**HOW TO COMPLETE THIS TASK:** Write the data out again exactly, with every picture removed.

[EXTRACTED ENTRIES]

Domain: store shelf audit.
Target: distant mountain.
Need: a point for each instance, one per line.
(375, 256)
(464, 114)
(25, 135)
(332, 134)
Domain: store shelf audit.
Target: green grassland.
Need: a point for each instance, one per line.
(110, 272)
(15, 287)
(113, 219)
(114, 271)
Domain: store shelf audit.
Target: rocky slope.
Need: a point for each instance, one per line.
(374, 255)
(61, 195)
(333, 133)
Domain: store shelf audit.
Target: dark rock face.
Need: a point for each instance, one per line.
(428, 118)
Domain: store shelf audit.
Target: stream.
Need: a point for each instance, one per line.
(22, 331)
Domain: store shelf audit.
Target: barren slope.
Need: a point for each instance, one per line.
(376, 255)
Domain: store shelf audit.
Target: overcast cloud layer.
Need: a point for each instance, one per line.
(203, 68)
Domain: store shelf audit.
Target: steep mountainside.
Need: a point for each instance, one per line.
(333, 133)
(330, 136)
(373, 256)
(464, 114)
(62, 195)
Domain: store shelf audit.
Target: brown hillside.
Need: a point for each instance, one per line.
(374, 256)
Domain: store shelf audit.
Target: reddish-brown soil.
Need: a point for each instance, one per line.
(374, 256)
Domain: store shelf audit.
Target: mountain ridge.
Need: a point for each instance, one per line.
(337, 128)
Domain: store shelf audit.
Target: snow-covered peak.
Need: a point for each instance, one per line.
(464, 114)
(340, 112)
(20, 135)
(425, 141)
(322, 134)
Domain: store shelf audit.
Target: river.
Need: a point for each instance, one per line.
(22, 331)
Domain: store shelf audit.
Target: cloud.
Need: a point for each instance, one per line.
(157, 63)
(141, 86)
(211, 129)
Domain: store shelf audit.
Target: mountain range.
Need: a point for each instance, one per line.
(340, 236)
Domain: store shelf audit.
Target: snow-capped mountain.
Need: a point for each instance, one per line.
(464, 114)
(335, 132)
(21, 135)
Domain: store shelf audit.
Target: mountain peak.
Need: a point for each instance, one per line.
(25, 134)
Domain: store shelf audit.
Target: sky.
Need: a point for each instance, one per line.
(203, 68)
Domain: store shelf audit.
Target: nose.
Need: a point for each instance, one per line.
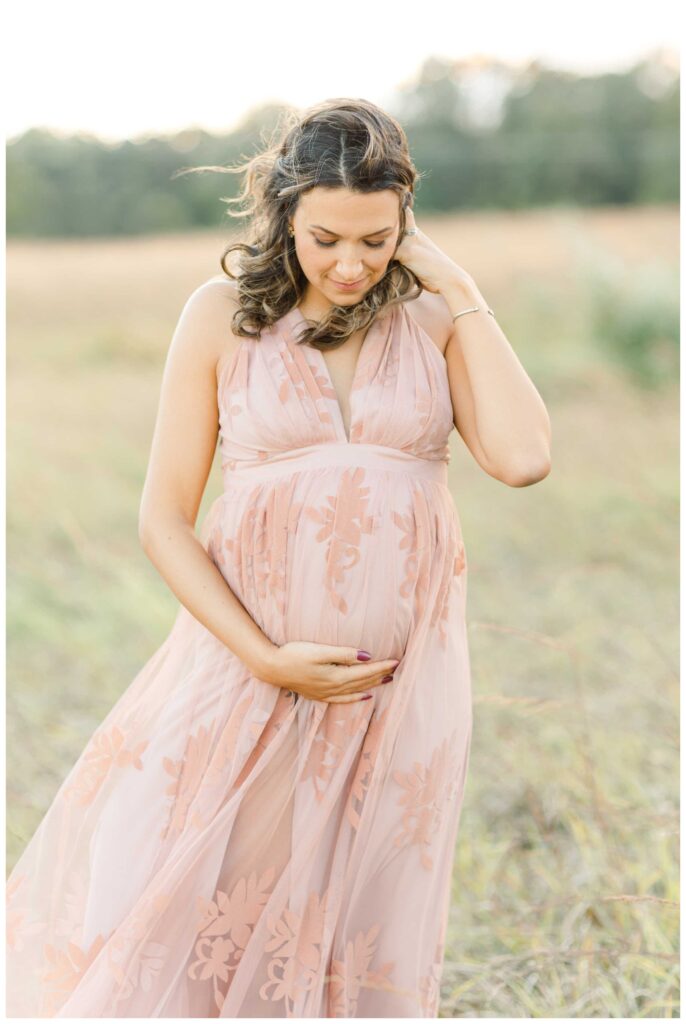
(348, 272)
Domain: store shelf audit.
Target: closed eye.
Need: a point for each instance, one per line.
(372, 245)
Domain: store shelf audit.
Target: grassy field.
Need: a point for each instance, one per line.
(565, 888)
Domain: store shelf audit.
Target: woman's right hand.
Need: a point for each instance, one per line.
(325, 672)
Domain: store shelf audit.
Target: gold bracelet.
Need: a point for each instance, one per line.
(474, 309)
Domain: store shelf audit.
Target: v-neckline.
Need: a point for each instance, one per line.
(374, 326)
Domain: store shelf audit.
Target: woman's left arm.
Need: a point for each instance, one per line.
(503, 408)
(498, 411)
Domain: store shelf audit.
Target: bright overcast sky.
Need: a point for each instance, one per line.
(120, 70)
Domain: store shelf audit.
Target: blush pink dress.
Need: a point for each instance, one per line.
(227, 848)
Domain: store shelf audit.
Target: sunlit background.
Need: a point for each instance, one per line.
(548, 140)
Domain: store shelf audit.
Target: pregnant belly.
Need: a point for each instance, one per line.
(346, 556)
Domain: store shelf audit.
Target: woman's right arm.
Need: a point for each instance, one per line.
(182, 450)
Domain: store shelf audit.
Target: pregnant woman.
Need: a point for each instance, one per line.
(264, 823)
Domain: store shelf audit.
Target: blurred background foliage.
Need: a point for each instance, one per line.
(486, 136)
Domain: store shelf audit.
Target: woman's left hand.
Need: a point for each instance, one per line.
(434, 269)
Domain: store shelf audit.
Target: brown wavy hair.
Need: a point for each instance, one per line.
(347, 143)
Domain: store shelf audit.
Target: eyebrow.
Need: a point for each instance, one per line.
(370, 236)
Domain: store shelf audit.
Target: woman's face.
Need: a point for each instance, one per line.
(343, 237)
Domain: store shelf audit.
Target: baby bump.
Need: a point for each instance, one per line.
(338, 556)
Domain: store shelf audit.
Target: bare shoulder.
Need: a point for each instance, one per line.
(432, 313)
(213, 304)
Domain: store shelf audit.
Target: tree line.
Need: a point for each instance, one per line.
(481, 133)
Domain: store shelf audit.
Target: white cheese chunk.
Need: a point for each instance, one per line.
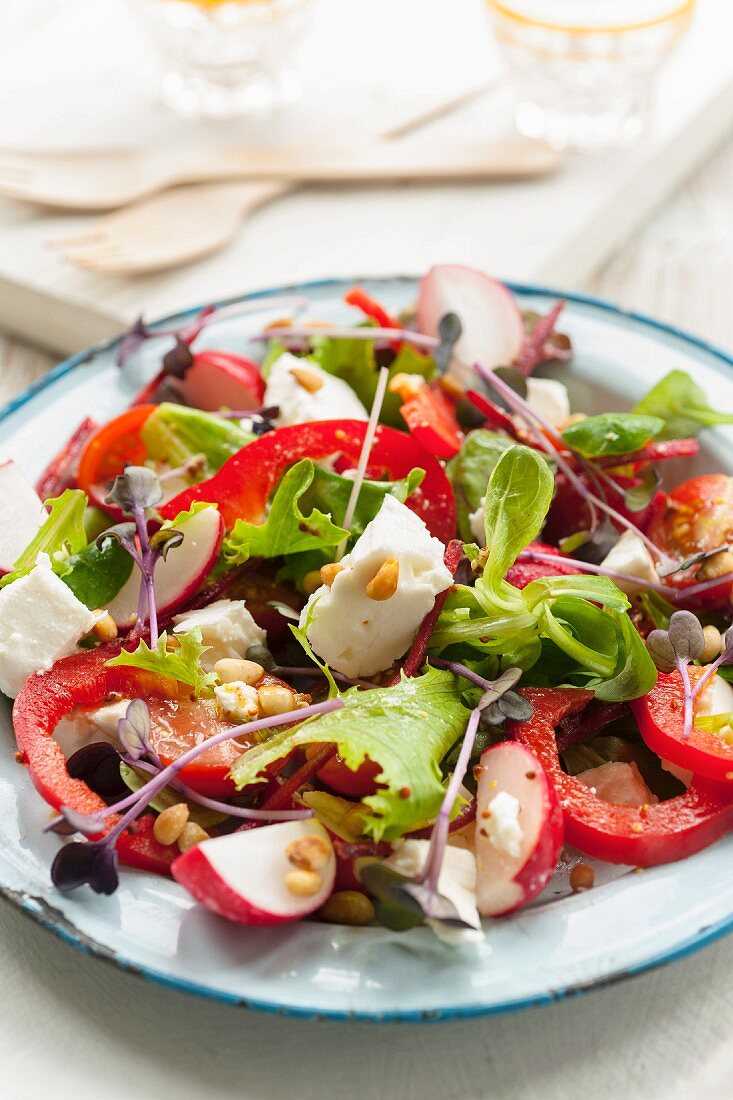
(226, 626)
(42, 620)
(549, 399)
(456, 882)
(630, 556)
(335, 399)
(21, 514)
(238, 701)
(503, 824)
(357, 635)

[/EXTRACTED ENTRIES]

**ANSWER SPACE:**
Domain: store shelf audit.
Target: distant mountain.
Need: a point for each instance, one per line.
(375, 256)
(464, 114)
(25, 135)
(332, 134)
Domain: store shelf audit.
Target: green grassland.
Need: a point for each instance, one per line.
(110, 272)
(15, 287)
(113, 219)
(114, 271)
Domain: store shelf audit.
Target: rocky slope.
Need: a point for each instance, one per line.
(374, 255)
(61, 195)
(333, 133)
Domain: store shelf audit.
Target: dark rock face.
Need: a point for each instance, one per line.
(428, 118)
Domain: store shelf audit.
Target: stream.
Need: a point for each instance, one per line.
(22, 331)
Domain: store shelf audit.
Target: barren slope.
Need: a point for each instance, one per line.
(376, 255)
Domain: store shelf audit.
Target: overcast cloud layer.
Need: a point for each instance, one per line.
(203, 68)
Domain: store shelf audit.
Target: steep mountainside.
Need: a point for each instance, one per line.
(333, 133)
(330, 136)
(373, 256)
(464, 114)
(62, 195)
Domain: store shelf audit.
Target: brown hillside.
Need: a point for each instance, one per line.
(374, 256)
Domain: store shelf audit.
Target: reddish-brown soil.
Need: a point for each instance, one per line.
(374, 256)
Domain: store shelf audit.
Target: mountain ridge.
Need: a point for each instance, one per line.
(337, 128)
Domain: store shelf audit.
Target: snow-covered peak.
Need: a point for each instance, one per line.
(464, 114)
(340, 112)
(20, 135)
(425, 141)
(322, 134)
Domain: store shelf audit.
Target: river.
Need: a point for each instance, one per line.
(22, 331)
Domain: store shelf audit.
Target: cloud.
Need: a point for each instance, one per line.
(157, 63)
(141, 86)
(211, 129)
Domain: store shelf audit.
Target: mountain range.
Need: a point for each instance, one per line.
(340, 236)
Domain: store shelf audit.
Target: snow-capped mountain.
Need: a point for each instance, one per line.
(464, 114)
(335, 132)
(21, 135)
Domain: store shelf audit.
Target: mountain peak.
Need: a point for each instance, one per line.
(25, 134)
Domain: store shelf audit.
Target: sky.
Need: a point for each instance, one per line.
(203, 68)
Domain: store shelf audit.
Target: nose.
Need: a point for each instance, one per line.
(348, 272)
Domain: store shelf audit.
Target: closed eye.
Need: a point for each instance, one per line.
(372, 245)
Domain: store shelf audit.
Target: grassy field.
Need: a point for each instance, one per line.
(565, 888)
Domain: store shelf audit.
Target: woman's right hand.
Need: a point for each instance, one per line.
(325, 672)
Domain: store shelf audit.
Target: gold bracelet.
Need: a point for each instance, one per line.
(474, 309)
Domain: store shelf audit.
Target: v-neckline.
Need: a point for each instance, one per line.
(374, 326)
Domain: store shelf audit.
Target: woman's left arm.
Need: a point for each instance, one per line.
(503, 408)
(498, 411)
Domain: store shelf audit.
Target: bright overcast sky.
Need: a point for each instance, one per line.
(120, 70)
Domain: store shelf audit.
Target: blush pink dress.
Need: a point for each instance, one per line.
(227, 848)
Domain: store shelf audit.
Target: sunlit background.
Need: a point for each instance, one per line.
(548, 140)
Domain: store shelf audit.
Target: pregnant belly.
Need: a point for each instance, one per line.
(346, 556)
Domain: store shelf audit.
Target: woman's right arm.
Need: a point for each instance, one per line.
(182, 450)
Domain: store shelf audit.
Target: pregnant woman.
Need: a point for each instance, one per line.
(264, 823)
Domain: store shelf audit.
Target: blurred background foliage.
Need: a point for each instance, one per line.
(486, 136)
Domain: store shelf audit.
Target: woman's left hand.
Need: a point for each instance, one per line.
(434, 269)
Domain: store shelf audit.
Target: brown wavy hair.
Need: a point for each instance, one per line.
(347, 143)
Domain: store shelf audit.
Target: eyebrow.
Need: a point for each instance, one per line.
(370, 236)
Domain: store shelf audit.
Target: woman's face.
Need: a point for each instance, one per line.
(343, 237)
Domain: store shelf audit.
Target: baby bump.
Need: a point for each instance, one per line.
(338, 556)
Domain: store shelf audit.
Target: bare shoulder.
Need: a point for each instance, one per line.
(432, 313)
(213, 304)
Domain: store shelf audit.
Target: tree line.
Need: a point for each instance, one per line.
(481, 133)
Domain: store shelf audit.
Target: white cheese chunk.
Need: a point for each instance, one per line.
(226, 626)
(42, 620)
(549, 399)
(456, 882)
(630, 556)
(335, 399)
(21, 514)
(238, 701)
(503, 824)
(357, 635)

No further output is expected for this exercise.